At Amazon we were ruthlessly focused on squeezing inefficiency out of every part of the business, especially the variable ones that affected every purchase. How could we get a book from the shelf into the hands of the customer more cheaply? How could we reduce the number of customer contacts per order for our customer service team? Could we offload some human customer service contact to cheaper online self-service methods while improving customer satisfaction? How could we negotiate steeper discounts on the books themselves? For each book SKU, was it more economical to purchase ahead of sales in bulk for steeper discounts and faster shipping or to purchase only when a customer placed an order and risk a longer delay in shipping? How could we allocate inventory among our distribution centers to increase the likelihood that all items in an order shipped from the same distribution center, minimizing our shipping costs? How could we organize all the Amazon shipments ready for delivery in a way that made lives easier on our shipping partners like the USPS and UPS, and then how could we use that to negotiate cheaper shipping rates? Did we need so many human editors reviewing books, or were customer reviews sufficient?

[WHAT YOU NEED TO DO]
1: Which sentences in the Amazon efficiency passage begin with "How could we"? Quote each one in full.
2: Extend the Amazon efficiency passage, picking up right after its final sentence.

Dataset items:

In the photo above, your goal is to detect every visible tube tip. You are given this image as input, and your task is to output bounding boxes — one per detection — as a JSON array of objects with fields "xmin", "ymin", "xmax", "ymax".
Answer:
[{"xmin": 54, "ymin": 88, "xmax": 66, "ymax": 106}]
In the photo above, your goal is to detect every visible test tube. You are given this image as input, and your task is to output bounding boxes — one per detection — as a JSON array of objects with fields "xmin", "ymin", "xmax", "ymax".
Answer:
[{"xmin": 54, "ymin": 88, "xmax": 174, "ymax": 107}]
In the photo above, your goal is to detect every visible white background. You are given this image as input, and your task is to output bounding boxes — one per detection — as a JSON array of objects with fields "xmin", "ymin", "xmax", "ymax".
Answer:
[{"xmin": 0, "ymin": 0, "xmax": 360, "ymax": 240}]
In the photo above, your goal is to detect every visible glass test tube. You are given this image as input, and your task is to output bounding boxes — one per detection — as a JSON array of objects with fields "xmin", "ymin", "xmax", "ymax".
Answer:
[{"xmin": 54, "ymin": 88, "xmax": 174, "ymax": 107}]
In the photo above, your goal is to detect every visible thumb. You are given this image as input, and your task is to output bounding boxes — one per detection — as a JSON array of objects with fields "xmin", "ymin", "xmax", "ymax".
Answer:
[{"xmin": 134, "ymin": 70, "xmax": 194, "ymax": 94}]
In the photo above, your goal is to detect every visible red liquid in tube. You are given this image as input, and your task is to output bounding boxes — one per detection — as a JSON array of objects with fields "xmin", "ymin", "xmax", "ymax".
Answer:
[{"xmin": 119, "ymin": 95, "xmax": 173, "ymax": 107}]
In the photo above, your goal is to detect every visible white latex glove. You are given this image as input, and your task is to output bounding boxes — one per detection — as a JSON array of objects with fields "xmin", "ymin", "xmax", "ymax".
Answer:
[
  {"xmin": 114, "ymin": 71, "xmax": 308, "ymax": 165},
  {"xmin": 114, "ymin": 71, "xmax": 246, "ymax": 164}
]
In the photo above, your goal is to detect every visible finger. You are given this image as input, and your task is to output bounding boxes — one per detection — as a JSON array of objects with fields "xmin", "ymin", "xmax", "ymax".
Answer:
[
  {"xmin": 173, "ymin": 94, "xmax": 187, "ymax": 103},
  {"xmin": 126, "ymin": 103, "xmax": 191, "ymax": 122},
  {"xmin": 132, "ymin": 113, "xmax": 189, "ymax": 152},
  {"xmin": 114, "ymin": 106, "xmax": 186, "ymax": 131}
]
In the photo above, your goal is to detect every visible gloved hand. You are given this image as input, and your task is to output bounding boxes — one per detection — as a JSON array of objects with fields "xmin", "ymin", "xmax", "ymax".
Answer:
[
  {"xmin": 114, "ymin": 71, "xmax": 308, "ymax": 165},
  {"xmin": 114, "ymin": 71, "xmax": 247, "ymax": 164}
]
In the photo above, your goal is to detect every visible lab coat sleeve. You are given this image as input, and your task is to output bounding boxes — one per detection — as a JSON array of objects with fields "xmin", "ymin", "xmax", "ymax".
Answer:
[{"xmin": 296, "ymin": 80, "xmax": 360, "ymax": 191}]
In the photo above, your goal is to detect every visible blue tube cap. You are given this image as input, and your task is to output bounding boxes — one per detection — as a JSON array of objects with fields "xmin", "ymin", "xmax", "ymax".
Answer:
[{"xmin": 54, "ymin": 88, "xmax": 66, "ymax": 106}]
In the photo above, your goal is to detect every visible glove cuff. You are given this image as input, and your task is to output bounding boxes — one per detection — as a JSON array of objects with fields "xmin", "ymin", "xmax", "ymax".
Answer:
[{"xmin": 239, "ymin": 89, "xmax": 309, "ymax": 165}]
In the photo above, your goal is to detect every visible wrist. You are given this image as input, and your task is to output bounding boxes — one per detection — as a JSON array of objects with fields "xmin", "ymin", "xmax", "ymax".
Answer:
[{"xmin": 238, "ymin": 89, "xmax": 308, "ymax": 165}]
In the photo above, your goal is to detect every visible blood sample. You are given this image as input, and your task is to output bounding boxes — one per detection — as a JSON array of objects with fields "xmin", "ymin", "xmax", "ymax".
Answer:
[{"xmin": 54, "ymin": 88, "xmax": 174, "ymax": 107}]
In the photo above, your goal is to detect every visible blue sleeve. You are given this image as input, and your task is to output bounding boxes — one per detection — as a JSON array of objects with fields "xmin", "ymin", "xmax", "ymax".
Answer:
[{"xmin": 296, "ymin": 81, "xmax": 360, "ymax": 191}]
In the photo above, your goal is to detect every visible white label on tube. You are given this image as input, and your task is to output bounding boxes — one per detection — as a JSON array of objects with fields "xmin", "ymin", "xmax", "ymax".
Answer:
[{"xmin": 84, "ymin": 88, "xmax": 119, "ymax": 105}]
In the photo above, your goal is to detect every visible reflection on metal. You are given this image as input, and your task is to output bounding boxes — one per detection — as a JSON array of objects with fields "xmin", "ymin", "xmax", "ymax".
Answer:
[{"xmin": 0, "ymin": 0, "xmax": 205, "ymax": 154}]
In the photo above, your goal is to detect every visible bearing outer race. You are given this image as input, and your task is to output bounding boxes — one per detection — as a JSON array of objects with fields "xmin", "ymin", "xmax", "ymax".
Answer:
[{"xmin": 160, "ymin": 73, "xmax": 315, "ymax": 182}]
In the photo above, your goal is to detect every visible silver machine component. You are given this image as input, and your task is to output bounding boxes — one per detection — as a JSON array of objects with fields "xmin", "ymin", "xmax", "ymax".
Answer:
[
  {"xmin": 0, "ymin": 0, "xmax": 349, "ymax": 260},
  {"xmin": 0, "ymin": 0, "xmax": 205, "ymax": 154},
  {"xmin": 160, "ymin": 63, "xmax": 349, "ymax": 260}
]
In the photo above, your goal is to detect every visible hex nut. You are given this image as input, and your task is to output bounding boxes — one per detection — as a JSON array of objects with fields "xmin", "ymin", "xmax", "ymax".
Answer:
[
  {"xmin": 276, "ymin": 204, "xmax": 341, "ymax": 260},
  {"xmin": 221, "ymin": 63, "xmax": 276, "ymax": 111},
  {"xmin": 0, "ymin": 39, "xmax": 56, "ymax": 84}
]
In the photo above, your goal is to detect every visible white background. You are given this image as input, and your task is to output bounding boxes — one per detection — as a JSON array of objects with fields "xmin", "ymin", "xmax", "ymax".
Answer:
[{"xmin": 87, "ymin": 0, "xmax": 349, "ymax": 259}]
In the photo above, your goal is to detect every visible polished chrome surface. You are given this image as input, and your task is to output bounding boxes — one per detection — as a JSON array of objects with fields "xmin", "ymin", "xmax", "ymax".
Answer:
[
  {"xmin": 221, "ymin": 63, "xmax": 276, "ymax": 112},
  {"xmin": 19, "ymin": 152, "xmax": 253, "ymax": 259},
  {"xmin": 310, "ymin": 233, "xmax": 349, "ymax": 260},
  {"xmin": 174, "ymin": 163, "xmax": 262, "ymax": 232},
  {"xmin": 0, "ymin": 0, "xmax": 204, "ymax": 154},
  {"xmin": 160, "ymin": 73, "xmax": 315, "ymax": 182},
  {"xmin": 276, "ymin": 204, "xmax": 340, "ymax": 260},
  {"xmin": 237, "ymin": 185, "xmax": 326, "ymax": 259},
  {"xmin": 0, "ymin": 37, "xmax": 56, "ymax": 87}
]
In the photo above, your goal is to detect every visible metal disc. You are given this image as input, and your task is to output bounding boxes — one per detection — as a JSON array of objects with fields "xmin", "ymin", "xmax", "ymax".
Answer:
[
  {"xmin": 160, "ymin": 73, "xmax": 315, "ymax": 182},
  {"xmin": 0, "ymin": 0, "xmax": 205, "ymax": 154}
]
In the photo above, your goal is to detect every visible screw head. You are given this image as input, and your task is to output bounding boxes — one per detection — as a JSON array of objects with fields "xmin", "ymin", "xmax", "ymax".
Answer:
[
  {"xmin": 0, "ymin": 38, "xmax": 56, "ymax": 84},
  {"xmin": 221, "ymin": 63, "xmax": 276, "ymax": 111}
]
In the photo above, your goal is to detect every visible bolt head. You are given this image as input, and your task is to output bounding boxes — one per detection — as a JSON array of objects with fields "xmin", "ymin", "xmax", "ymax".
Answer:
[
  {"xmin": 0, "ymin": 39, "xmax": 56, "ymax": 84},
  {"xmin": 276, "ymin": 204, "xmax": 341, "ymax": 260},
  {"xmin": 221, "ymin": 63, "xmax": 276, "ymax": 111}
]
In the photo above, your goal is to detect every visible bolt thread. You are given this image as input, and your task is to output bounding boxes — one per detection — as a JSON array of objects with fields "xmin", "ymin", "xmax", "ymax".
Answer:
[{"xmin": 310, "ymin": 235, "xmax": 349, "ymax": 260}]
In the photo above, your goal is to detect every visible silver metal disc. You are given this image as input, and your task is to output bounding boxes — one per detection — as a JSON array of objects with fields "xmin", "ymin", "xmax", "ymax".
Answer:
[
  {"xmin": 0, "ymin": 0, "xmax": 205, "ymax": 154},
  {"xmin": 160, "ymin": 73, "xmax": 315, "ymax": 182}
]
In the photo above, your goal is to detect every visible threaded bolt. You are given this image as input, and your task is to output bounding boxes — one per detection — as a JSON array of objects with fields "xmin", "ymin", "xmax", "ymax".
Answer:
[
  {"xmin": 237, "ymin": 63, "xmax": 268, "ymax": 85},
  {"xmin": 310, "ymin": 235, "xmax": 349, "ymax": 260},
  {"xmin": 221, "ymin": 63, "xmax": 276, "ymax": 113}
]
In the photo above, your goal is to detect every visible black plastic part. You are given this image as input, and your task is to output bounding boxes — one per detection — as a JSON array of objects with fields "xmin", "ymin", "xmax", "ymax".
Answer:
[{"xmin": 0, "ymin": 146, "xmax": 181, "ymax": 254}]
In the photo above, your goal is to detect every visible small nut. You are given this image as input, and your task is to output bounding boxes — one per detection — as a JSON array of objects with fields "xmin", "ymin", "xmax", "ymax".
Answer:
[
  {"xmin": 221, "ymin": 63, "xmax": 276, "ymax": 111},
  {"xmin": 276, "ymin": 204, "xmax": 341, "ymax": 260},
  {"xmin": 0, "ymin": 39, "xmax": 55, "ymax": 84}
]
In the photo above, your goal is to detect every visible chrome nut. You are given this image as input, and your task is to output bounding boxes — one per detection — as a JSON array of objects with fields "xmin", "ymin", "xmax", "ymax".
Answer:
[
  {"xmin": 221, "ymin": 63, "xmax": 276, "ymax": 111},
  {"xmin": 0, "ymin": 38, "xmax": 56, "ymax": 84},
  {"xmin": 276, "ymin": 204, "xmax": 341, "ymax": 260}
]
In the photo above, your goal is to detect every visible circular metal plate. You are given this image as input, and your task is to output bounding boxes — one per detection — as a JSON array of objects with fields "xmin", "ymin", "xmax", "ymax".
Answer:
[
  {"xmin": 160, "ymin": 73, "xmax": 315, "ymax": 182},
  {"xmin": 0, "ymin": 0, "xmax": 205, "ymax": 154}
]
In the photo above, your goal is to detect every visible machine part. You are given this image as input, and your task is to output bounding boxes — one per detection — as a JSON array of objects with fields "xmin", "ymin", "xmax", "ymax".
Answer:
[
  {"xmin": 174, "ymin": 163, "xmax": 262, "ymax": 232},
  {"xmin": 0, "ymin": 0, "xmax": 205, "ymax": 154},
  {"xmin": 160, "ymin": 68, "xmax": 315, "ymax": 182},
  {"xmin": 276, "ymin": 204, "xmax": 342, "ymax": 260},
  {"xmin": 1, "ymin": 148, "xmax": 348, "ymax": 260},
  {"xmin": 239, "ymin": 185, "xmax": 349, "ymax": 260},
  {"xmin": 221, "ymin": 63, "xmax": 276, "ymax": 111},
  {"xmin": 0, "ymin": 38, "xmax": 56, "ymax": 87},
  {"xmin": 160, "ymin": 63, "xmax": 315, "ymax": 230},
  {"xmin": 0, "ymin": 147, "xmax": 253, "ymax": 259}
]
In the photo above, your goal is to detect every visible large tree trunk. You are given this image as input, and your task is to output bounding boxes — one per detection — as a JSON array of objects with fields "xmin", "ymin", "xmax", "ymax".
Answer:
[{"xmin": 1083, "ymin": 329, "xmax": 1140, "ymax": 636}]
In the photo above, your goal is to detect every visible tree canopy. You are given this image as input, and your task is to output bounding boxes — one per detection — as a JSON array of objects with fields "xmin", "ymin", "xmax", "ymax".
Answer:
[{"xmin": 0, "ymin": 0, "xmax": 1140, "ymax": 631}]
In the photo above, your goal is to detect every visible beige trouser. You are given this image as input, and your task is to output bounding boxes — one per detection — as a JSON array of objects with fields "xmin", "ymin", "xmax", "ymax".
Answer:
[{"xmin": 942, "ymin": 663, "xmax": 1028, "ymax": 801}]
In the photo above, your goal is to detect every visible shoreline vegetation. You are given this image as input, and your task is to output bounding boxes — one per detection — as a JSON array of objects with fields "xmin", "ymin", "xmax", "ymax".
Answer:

[PER-TASK OUTPUTS]
1:
- How could we get a book from the shelf into the hands of the customer more cheaply?
- How could we reduce the number of customer contacts per order for our customer service team?
- How could we negotiate steeper discounts on the books themselves?
- How could we allocate inventory among our distribution centers to increase the likelihood that all items in an order shipped from the same distribution center, minimizing our shipping costs?
- How could we organize all the Amazon shipments ready for delivery in a way that made lives easier on our shipping partners like the USPS and UPS, and then how could we use that to negotiate cheaper shipping rates?

2:
The type of operational efficiency Amazon rose to in those days is not something another company can duplicate overnight. It came on top of the inherent cost advantages of online commerce over physical commerce. So much of Amazon's competitive advantage in those days came from operational efficiency. You can choose to leverage that strength in two ways. One is you match your competitor on pricing and just earn higher margins. But the other, the way Amazon has always tended to favor, is to lower prices, to thin the oxygen for your competitors.

If you have bigger lungs than your competitor, all things being equal, force them to compete in a contest where oxygen is the crucial limiter. If your opponent can't swim, you make them compete in water. If they dislike the cold, set the contest in the winter, on a tundra. You can romanticize all of this by quoting Sun Tzu, but it's just common sense.

I worked on the launch of the Amazon Video store, Amazon's third product after books and music. At the time of the launch, DVDs had just launched as a product category a short while earlier, so the store carried both VHS tapes and DVDs. The day Amazon launched its video store, the top DVD store on the web at the time, I think it was DVD Empire, lowered its prices across the board, raising its average discount from 30% off to 50% off DVDs.

This forced our hand immediately. Selling DVDs at 50% off would mean selling those titles at a loss. We had planned to match their 30% discount, and now we were being out-priced by the market leader on our first day of operation, and just before the heart of the holiday sales season to boot (it was November, 1998).

We convened a quick emergency huddle, but it didn't take long to come to a decision. We'd match the 50% off. We had to. Our leading opponent had challenged us to a game of who can hold your breath longer. We were confident in our lung capacity. They only sold DVDs whereas we had the security of a giant books and music business buttressing our revenues.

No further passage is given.